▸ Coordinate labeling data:
####################
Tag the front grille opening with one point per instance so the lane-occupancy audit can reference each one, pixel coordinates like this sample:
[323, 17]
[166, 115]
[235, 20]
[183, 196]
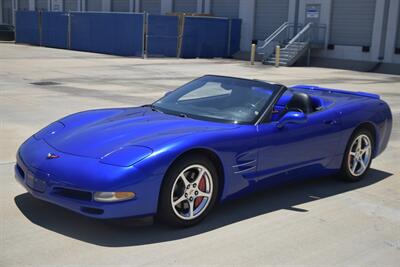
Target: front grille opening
[92, 210]
[20, 171]
[71, 193]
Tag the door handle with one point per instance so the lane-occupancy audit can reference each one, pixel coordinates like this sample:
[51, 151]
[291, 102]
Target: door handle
[330, 122]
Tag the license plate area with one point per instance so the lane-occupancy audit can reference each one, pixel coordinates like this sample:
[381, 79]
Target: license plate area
[35, 183]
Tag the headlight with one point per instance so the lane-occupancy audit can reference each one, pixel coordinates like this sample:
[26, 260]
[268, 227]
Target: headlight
[113, 196]
[126, 156]
[51, 129]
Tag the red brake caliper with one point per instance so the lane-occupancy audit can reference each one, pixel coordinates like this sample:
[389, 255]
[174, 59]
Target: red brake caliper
[202, 187]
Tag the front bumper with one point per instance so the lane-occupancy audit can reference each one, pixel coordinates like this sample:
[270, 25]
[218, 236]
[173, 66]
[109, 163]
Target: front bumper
[68, 185]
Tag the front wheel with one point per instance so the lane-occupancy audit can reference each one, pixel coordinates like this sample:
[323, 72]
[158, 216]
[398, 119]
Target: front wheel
[358, 156]
[189, 191]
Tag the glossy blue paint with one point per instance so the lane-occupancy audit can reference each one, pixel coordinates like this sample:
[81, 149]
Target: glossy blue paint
[130, 149]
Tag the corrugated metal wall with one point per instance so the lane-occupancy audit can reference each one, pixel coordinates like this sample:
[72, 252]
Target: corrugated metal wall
[225, 8]
[150, 6]
[41, 5]
[94, 5]
[188, 6]
[120, 5]
[270, 14]
[352, 22]
[22, 4]
[70, 5]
####################
▸ Direction:
Copy out only the lines of the listing from the line with "Tag the corrugated" through the end of the listing, keeping every line in that span. Add 81 to each number in the answer coordinates and leave all other numbers unchanged.

▸ Solution for this exercise:
Tag the corrugated metal wall with one point per instance so the lane-occupancy audit can reference each one, pixel coordinates like this sample:
[72, 252]
Target: corrugated metal wall
[306, 89]
[231, 87]
[122, 86]
[175, 86]
[269, 87]
[201, 86]
[351, 95]
[433, 103]
[103, 85]
[151, 86]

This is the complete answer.